Goal of the exercise: Every record must be retyped exactly as it reads.

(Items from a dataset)
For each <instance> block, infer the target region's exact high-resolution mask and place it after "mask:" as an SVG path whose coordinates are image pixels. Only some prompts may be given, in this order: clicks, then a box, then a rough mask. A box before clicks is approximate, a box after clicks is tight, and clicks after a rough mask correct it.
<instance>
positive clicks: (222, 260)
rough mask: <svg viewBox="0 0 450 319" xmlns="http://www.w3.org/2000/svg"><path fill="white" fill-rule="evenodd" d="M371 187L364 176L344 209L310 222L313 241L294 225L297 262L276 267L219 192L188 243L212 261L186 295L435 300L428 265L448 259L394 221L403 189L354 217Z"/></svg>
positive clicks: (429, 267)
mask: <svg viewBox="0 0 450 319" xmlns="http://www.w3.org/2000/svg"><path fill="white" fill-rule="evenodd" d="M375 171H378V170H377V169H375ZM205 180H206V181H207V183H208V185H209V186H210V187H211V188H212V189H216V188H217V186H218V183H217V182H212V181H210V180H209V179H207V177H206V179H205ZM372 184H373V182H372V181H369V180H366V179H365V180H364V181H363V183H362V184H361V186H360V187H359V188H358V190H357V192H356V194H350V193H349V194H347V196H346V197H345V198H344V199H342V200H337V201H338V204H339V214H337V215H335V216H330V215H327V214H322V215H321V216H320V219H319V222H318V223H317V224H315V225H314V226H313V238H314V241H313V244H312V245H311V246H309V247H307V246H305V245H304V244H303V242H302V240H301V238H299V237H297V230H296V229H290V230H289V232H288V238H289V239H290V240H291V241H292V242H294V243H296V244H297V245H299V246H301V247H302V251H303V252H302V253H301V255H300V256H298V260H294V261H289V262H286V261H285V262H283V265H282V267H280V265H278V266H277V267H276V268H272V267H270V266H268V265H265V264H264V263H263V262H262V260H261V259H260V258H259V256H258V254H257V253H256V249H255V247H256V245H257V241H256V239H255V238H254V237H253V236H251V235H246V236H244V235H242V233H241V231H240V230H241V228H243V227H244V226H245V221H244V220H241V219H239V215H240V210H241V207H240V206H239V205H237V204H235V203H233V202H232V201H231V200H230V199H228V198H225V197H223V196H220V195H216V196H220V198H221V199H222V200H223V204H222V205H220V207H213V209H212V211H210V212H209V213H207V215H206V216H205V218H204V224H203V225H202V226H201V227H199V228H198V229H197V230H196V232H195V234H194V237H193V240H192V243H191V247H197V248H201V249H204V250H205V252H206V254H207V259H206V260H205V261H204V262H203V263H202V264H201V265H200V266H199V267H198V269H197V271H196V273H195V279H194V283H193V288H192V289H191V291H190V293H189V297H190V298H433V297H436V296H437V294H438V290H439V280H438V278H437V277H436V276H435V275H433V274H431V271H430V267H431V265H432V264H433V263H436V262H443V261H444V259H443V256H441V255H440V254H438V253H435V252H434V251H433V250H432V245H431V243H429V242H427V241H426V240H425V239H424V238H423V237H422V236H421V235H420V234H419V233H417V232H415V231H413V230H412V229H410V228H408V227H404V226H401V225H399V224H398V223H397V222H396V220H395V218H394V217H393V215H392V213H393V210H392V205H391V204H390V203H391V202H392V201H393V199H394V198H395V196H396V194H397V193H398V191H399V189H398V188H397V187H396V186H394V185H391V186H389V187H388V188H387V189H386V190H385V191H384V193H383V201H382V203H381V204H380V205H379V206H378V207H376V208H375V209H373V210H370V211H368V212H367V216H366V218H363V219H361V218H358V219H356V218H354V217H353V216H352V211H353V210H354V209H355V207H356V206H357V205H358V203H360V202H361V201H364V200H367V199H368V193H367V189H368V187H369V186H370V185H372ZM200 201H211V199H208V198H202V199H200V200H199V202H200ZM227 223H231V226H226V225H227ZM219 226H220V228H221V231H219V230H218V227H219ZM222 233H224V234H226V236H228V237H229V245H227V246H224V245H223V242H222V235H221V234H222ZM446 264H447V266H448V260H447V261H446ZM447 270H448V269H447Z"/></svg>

Response to the exercise:
For each <instance> block, infer the target region's exact high-resolution mask and place it after "mask:" as an SVG path whose coordinates are image pixels. Only some prompts may be given, in this order: clicks, then a box, then a rough mask. A box before clicks is approximate, a box after clicks is tight, and clicks after a rough mask correct it.
<instance>
positive clicks: (222, 260)
rough mask: <svg viewBox="0 0 450 319" xmlns="http://www.w3.org/2000/svg"><path fill="white" fill-rule="evenodd" d="M371 187L364 176L344 209L310 222L313 241L294 225L297 262L276 267L219 192L188 243L212 261L186 295L435 300L428 265L448 259L394 221L403 189L354 217Z"/></svg>
positive clicks: (429, 267)
mask: <svg viewBox="0 0 450 319" xmlns="http://www.w3.org/2000/svg"><path fill="white" fill-rule="evenodd" d="M375 171H378V170H377V169H375ZM205 180H206V181H207V183H208V185H209V186H210V187H211V188H212V189H216V188H217V186H218V183H217V182H212V181H210V180H209V179H207V177H206V179H205ZM372 184H373V182H372V181H369V180H366V179H365V180H364V181H363V183H362V184H361V186H360V187H359V188H358V190H357V192H356V194H350V193H349V194H347V196H346V197H345V198H344V199H342V200H337V201H338V204H339V214H337V215H335V216H330V215H327V214H322V215H321V216H320V219H319V222H318V223H317V224H315V225H314V226H313V238H314V241H313V244H312V245H311V246H309V247H307V246H305V245H304V244H303V242H302V240H301V238H299V237H297V230H296V229H290V230H289V232H288V238H289V239H290V240H291V241H292V242H294V243H296V244H297V245H299V246H301V247H302V251H303V252H302V253H301V255H300V256H298V260H294V261H289V262H286V261H285V262H283V265H282V267H280V265H278V266H277V267H276V268H272V267H270V266H268V265H265V264H264V263H263V262H262V260H261V259H260V258H259V256H258V254H257V253H256V249H255V247H256V245H257V241H256V239H255V238H254V237H253V236H251V235H246V236H244V235H242V233H241V231H240V230H241V228H243V227H244V226H245V221H244V220H241V219H239V215H240V210H241V207H240V206H239V205H237V204H235V203H233V202H232V201H231V200H230V199H228V198H225V197H223V196H220V195H216V196H220V198H221V199H222V200H223V204H222V205H220V207H213V209H212V211H210V212H209V213H207V215H206V216H205V218H204V224H203V225H202V226H201V227H199V228H198V229H197V230H196V232H195V234H194V237H193V240H192V243H191V247H197V248H201V249H204V250H205V252H206V254H207V259H206V260H205V261H204V262H203V263H202V264H201V265H200V266H199V267H198V269H197V271H196V273H195V279H194V283H193V288H192V289H191V291H190V293H189V297H190V298H433V297H436V296H437V294H438V290H439V280H438V278H437V277H436V276H435V275H433V274H431V271H430V267H431V265H432V264H433V263H436V262H443V261H444V259H443V256H441V255H440V254H438V253H435V252H434V251H433V250H432V245H431V243H429V242H427V241H426V240H425V239H424V238H423V237H422V236H421V235H420V234H419V233H417V232H415V231H413V230H412V229H410V228H408V227H404V226H401V225H399V224H398V223H397V222H396V220H395V218H394V217H393V215H392V213H393V210H392V205H391V204H390V203H391V202H392V201H393V199H394V198H395V196H396V194H397V193H398V191H399V189H398V188H397V187H396V186H394V185H391V186H389V187H388V188H387V189H386V190H385V191H384V193H383V201H382V203H381V204H380V205H379V206H378V207H376V208H375V209H373V210H370V211H368V212H367V216H366V218H363V219H361V218H358V219H356V218H354V217H353V216H352V211H353V210H354V209H355V207H356V206H357V205H358V203H360V202H361V201H364V200H367V199H368V193H367V189H368V187H369V186H370V185H372ZM200 201H211V199H208V198H202V199H200V200H199V202H200ZM227 223H231V226H226V225H227ZM219 226H220V228H221V231H219V230H218V227H219ZM222 233H224V234H226V236H228V237H229V245H227V246H224V245H223V242H222V235H221V234H222ZM446 264H447V266H448V260H447V261H446ZM447 270H448V269H447Z"/></svg>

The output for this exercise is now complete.